**STUDY TEXT:**
*** Begin section ***

Associate DevOps Platform Kubernetes Engineer
athenahealth
Job Description
Primary Responsibilities:
Kubernetes Deployment & Automation
· Design, deploy, and manage highly available and scalable Kubernetes clusters on AWS EKS using Terraform and/or Crossplane.
· Implement Infrastructure-as-Code (IaC) best practices for managing EKS clusters and related infrastructure.
Kubernetes Operations & GitOps
· Configure and maintain Kubernetes deployments, services, ingresses, and other resources using YAML manifests or GitOps workflows.
· Implement GitOps practices with FluxCD for automated deployments and configuration management of containerized applications.
Reliability, Security & Scalability
· Proactively ensure the reliability, security, and scalability of AWS production systems, with a particular focus on Kubernetes clusters and containerized applications.
· Resolve complex problems across multiple platforms and application domains, using advanced system troubleshooting techniques.
Operational Support & Monitoring
· Provide primary operational support and engineering expertise for all cloud and enterprise deployments, with a focus on Kubernetes.
· Monitor system performance, identify downtime incidents, and diagnose underlying causes, particularly related to Kubernetes cluster and container health.

*** End section ***

**EXERCISE GOAL:** Does each statement agree with the job posting? Answer yes or no for each, quoting the deciding words of the posting. (a) The role calls for GitOps practices with FluxCD. (b) The Kubernetes clusters are to be run on Google Cloud. (c) The operational support described centers on Kubernetes. Rely on the job posting alone, nothing outside it.

**THE DATA:**
*** Begin section ***

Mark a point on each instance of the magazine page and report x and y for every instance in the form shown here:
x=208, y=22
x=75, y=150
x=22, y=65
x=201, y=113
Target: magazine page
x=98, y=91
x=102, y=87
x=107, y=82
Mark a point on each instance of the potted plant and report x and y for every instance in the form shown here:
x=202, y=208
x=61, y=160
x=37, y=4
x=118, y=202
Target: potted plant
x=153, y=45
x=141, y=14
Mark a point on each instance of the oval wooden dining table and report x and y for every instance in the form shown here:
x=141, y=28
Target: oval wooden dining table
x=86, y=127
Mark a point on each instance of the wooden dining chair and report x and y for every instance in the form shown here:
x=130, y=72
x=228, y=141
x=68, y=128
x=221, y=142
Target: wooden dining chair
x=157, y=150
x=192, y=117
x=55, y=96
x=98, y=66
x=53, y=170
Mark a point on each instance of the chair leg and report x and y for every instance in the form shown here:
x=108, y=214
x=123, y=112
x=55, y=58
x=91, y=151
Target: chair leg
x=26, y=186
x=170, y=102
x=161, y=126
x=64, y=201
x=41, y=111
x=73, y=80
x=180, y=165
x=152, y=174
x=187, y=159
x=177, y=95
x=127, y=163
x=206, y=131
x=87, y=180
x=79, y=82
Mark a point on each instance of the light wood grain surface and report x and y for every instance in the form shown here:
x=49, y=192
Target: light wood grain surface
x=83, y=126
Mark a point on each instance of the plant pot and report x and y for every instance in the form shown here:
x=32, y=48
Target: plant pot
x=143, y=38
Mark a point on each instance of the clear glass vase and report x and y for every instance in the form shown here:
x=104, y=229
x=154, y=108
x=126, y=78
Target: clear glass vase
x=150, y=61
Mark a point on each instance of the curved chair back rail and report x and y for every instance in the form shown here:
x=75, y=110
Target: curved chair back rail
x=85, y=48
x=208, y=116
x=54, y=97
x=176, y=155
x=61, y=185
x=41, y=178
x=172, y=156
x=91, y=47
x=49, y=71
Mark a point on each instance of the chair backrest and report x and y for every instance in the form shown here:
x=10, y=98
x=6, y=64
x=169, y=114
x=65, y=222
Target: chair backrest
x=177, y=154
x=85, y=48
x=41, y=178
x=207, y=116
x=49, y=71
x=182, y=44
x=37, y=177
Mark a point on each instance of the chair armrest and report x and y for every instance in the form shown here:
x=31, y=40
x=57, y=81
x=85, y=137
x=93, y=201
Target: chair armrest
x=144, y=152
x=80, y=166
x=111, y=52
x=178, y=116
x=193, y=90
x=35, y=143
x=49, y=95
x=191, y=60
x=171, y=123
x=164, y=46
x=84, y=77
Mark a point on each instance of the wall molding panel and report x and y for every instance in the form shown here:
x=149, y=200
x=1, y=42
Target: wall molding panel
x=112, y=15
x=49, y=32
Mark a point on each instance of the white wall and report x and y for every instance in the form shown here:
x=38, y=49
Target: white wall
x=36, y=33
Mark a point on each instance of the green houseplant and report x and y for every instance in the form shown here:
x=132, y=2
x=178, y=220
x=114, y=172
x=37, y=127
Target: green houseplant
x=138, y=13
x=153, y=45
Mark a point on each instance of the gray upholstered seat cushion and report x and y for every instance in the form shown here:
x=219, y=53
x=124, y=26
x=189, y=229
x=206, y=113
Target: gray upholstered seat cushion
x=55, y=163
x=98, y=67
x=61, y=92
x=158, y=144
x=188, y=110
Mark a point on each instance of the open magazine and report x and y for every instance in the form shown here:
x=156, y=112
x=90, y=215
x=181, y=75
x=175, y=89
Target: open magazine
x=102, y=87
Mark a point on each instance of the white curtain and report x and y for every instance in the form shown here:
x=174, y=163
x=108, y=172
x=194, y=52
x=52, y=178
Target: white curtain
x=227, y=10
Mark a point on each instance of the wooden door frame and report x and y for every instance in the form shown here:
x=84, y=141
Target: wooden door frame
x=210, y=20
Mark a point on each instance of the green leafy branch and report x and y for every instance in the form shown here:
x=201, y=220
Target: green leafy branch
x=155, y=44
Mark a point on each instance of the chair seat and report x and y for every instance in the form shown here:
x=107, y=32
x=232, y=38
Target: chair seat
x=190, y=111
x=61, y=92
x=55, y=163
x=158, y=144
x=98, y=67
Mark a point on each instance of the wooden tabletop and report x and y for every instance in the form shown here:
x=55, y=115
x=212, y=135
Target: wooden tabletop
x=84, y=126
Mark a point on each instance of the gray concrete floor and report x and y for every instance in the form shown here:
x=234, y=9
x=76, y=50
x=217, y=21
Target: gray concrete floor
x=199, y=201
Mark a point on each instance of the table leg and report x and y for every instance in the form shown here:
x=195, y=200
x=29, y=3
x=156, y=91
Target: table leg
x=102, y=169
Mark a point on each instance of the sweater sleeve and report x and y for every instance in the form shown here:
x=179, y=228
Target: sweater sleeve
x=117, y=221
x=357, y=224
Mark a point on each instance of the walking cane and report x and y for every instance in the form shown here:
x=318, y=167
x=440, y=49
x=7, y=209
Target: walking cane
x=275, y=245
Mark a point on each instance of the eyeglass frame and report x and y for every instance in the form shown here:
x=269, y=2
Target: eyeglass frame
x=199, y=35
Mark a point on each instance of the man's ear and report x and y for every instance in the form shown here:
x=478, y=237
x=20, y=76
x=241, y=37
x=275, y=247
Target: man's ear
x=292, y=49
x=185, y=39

*** End section ***

**EXERCISE ANSWER:**
(a) Yes: "Implement GitOps practices with FluxCD for automated deployments and configuration management of containerized applications."
(b) No: "Kubernetes clusters on AWS EKS using Terraform and/or Crossplane."
(c) Yes: "Provide primary operational support and engineering expertise for all cloud and enterprise deployments, with a focus on Kubernetes."